[Object pointing dataset rows]

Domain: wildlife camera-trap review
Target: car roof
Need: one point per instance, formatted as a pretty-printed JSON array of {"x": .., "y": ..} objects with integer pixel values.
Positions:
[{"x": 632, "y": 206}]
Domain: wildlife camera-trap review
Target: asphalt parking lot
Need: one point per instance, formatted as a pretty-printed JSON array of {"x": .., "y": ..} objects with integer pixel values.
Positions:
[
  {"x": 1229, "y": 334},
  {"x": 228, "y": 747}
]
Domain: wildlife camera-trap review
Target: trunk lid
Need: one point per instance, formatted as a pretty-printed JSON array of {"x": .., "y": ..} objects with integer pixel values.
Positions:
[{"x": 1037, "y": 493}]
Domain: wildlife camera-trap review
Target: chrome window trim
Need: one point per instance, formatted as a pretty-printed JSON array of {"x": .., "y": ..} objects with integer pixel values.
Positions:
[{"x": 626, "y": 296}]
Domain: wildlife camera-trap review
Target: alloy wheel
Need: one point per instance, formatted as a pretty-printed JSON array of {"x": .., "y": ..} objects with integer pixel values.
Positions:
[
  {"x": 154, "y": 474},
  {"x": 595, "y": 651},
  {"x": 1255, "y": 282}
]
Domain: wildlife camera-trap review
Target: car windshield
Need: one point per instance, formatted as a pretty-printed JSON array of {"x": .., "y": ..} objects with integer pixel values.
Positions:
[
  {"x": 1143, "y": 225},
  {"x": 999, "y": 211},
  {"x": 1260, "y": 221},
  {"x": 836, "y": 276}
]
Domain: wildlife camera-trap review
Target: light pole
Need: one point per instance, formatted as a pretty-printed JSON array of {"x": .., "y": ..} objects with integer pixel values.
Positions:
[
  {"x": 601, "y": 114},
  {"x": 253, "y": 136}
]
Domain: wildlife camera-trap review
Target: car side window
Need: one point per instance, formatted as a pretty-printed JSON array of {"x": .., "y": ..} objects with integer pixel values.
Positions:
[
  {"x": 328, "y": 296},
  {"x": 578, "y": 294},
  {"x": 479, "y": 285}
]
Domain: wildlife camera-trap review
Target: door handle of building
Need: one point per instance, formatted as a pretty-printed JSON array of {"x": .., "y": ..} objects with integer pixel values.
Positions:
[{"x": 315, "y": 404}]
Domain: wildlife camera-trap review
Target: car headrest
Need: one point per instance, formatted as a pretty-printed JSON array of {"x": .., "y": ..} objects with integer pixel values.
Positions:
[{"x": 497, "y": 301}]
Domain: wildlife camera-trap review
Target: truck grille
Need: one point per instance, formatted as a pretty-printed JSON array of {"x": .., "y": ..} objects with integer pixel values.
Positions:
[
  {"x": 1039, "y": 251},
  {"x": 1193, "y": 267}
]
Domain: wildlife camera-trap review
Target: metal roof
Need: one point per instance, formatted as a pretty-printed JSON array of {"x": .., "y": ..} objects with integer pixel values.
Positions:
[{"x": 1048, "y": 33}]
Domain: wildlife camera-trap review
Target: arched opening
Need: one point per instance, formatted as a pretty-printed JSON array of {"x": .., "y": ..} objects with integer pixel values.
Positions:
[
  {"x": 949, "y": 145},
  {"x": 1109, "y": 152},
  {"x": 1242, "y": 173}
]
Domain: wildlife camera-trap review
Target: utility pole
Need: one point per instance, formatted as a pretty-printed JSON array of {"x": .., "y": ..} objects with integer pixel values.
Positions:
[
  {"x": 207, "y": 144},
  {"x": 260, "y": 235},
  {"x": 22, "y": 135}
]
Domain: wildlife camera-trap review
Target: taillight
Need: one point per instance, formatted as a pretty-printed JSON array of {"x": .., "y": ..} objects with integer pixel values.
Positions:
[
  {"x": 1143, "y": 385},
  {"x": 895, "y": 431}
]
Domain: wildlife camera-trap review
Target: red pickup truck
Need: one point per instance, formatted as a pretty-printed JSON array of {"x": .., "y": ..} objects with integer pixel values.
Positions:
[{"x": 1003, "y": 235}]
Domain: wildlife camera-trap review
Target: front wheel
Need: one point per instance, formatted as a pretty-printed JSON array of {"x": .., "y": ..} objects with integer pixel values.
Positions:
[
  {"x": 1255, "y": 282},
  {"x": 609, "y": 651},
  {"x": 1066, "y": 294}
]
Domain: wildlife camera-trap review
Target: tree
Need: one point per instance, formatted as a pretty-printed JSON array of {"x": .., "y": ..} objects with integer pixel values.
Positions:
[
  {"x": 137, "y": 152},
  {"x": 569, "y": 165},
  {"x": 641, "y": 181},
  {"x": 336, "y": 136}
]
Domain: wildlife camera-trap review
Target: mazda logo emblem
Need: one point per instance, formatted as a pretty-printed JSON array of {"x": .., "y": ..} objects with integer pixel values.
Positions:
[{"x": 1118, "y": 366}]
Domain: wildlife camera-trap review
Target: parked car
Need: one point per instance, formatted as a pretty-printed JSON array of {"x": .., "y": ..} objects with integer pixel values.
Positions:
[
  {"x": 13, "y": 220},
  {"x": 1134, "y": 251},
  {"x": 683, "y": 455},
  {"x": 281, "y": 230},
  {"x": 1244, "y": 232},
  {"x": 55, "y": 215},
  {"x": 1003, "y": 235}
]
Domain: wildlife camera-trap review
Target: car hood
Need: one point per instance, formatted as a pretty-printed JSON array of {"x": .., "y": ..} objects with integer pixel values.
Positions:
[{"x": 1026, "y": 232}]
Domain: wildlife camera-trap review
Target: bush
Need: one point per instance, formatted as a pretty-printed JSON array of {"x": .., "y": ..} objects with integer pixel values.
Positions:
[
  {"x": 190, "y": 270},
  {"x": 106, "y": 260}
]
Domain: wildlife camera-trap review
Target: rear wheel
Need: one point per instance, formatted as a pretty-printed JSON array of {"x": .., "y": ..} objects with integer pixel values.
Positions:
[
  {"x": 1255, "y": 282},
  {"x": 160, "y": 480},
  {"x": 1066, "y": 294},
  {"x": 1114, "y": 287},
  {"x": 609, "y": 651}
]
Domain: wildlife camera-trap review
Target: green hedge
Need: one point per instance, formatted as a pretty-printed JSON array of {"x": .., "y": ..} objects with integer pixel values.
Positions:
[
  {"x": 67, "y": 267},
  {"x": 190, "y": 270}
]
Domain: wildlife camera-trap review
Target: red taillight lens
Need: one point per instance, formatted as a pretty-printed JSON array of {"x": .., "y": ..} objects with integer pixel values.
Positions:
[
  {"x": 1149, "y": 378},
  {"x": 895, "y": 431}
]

Written exercise: Write out every line exactly as it stands.

Solution below:
Domain: wildlife camera-trap review
Target: car roof
Need: one point per instance, formatted as a pretty-printed JSON array of {"x": .., "y": ..} objects with integer pixel values.
Positions:
[{"x": 632, "y": 206}]
Domain: wildlife camera-trap review
Target: asphalt parking lot
Need: one point per instance, formatted as a pretty-printed JSON array of {"x": .., "y": ..} objects with integer pixel values.
Positions:
[
  {"x": 1229, "y": 334},
  {"x": 228, "y": 747}
]
Domain: wildlife camera-trap review
Target: trunk lid
Need: one point per instance, formatted as a pretty-printed JSON array of {"x": .., "y": ..} objects with integer pixel values.
Positions:
[{"x": 1037, "y": 493}]
Domain: wildlife camera-trap review
Target: chrome window trim
Need: one point per instance, formatted as a pretty-printed JSON array of {"x": .., "y": ..} objects with integer pixel values.
Positions:
[{"x": 626, "y": 296}]
Domain: wildlife camera-trap review
Target: alloy wheel
Need: one point per instance, formatted as a pretty-printed JSON array of {"x": .., "y": ..} objects with integer pixel values.
Positions:
[
  {"x": 154, "y": 474},
  {"x": 595, "y": 651},
  {"x": 1255, "y": 282}
]
Domain: wildlife camera-trap review
Target: car windshield
Need: one point per instance, formatted as a pretty-printed JSON array of {"x": .., "y": ..} objects with integer pixel values.
Positions:
[
  {"x": 1143, "y": 225},
  {"x": 999, "y": 211},
  {"x": 1260, "y": 221},
  {"x": 836, "y": 276}
]
Domain: wildlife camera-trap review
Target: light pole
Need: one point per instance, formatted as a pretty-printed JSON array of {"x": .., "y": ..} objects with integer pixel values.
Positions:
[
  {"x": 601, "y": 114},
  {"x": 253, "y": 136}
]
Domain: wildlife camera-trap review
Target: car side window
Need: one point per instance, formatted as a pretty-printed JSON array of {"x": .., "y": ..} objects with integer pixel values.
Positions:
[
  {"x": 328, "y": 296},
  {"x": 578, "y": 294},
  {"x": 479, "y": 285}
]
Domain: wildlife camera-trap review
Target: door handle of building
Need: one point per instance, formatted as a pretty-printed JSON array of {"x": .., "y": ..} objects with integer pixel values.
Positions:
[{"x": 315, "y": 404}]
Domain: wildlife camera-trap review
Target: car headrest
Need: one point per instance, formatted as a pretty-printed JSON array of {"x": .., "y": ..} objects with integer pixel values.
Positions:
[{"x": 497, "y": 301}]
Domain: wildlife camera-trap review
Target: truck grille
Need: one point per instance, formatted as a pretty-printed JSON array of {"x": .., "y": ..} objects with integer pixel values.
Positions:
[
  {"x": 1039, "y": 251},
  {"x": 1193, "y": 267}
]
Domain: wildlife camera-trap review
Target: metal roof
Need: one point per instance, formatted as a pretty-printed JSON array of {"x": .., "y": ..} objects with integer pixel values.
Positions:
[{"x": 1048, "y": 33}]
Domain: wildlife camera-trap review
Target: arched opening
Need: one point per instance, formatted as a pretty-printed JSON array of {"x": .., "y": ..} objects with integer pixel values.
Positions:
[
  {"x": 949, "y": 145},
  {"x": 1109, "y": 152},
  {"x": 1242, "y": 173}
]
Domain: wildlife camera-trap review
Target: utility pole
Need: one point per instance, formatted as a pretty-printed JSON array of {"x": .., "y": ..} objects with integer pixel values.
Positions:
[
  {"x": 207, "y": 144},
  {"x": 260, "y": 235},
  {"x": 22, "y": 135}
]
Domain: wildlife camera-trap review
Target: taillight
Need: one point per instance, formatted as a pretty-printed JSON array of {"x": .., "y": ..} objects with integer pixel values.
Positions:
[
  {"x": 1143, "y": 385},
  {"x": 895, "y": 431}
]
Domain: wildlife camera-trap review
Target: red pickup truck
Need: one point per instance, formatted as a pretty-printed JSON array of {"x": .., "y": ..} objects with integer pixel values.
Positions:
[{"x": 1003, "y": 235}]
Domain: wildlife camera-trap review
Target: front wheel
Need: one point per instance, formatted as a pretty-printed JSON array of {"x": .., "y": ..} objects with integer pixel values.
Positions:
[
  {"x": 1255, "y": 282},
  {"x": 609, "y": 651},
  {"x": 1066, "y": 294}
]
Domain: wildlife camera-trap review
Target: tree
Need: one point per instance, formatted as a pretty-printed JSON array of {"x": .., "y": ..} objects with integer pixel values.
Positions:
[
  {"x": 137, "y": 152},
  {"x": 569, "y": 165},
  {"x": 641, "y": 181},
  {"x": 336, "y": 136}
]
Domain: wildlife camera-trap review
Target: mazda logo emblem
Need: one point per instance, formatted as a pretty-printed JSON array of {"x": .., "y": ..} objects with integer pixel values.
Positions:
[{"x": 1118, "y": 366}]
Domain: wildlife camera-trap review
Target: parked car
Need: one point per instance, formatted as a pretty-printed JSON array of {"x": .., "y": ..} objects with integer pixel values.
Positions:
[
  {"x": 13, "y": 220},
  {"x": 1134, "y": 251},
  {"x": 683, "y": 455},
  {"x": 281, "y": 230},
  {"x": 1244, "y": 232},
  {"x": 55, "y": 215},
  {"x": 1003, "y": 235}
]
Domain: wildlife camera-trap review
Target: car hood
Need: one point per instance, formatted as a pretty-printed JSON array of {"x": .., "y": ..} objects with integer pixel values.
Positions:
[{"x": 1026, "y": 232}]
Domain: wildlife camera-trap review
Target: bush
Need: one point per instance, formatted as a pretty-printed JSON array of {"x": .., "y": ..} objects with integer pixel values.
Positions:
[
  {"x": 190, "y": 270},
  {"x": 106, "y": 260}
]
Domain: wildlife camera-trap review
Target: rear wheel
Need: one point per instance, formatted as a pretty-printed JSON array of {"x": .., "y": ..} objects with integer pixel values.
Positions:
[
  {"x": 1255, "y": 282},
  {"x": 160, "y": 480},
  {"x": 1066, "y": 294},
  {"x": 1114, "y": 287},
  {"x": 609, "y": 651}
]
Domain: wildlife camera-trap review
Target: green hedge
Need: one point per instance, formatted as a pretty-printed JSON array of {"x": .., "y": ..} objects with integer pixel values.
Positions:
[
  {"x": 67, "y": 267},
  {"x": 190, "y": 270}
]
Domain: wildlife camera-trap review
Target: red taillight lens
Need: one point per instance, formatted as a pretty-printed JSON array of {"x": .., "y": ..} objects with integer pixel values.
Positions:
[
  {"x": 1149, "y": 378},
  {"x": 895, "y": 431}
]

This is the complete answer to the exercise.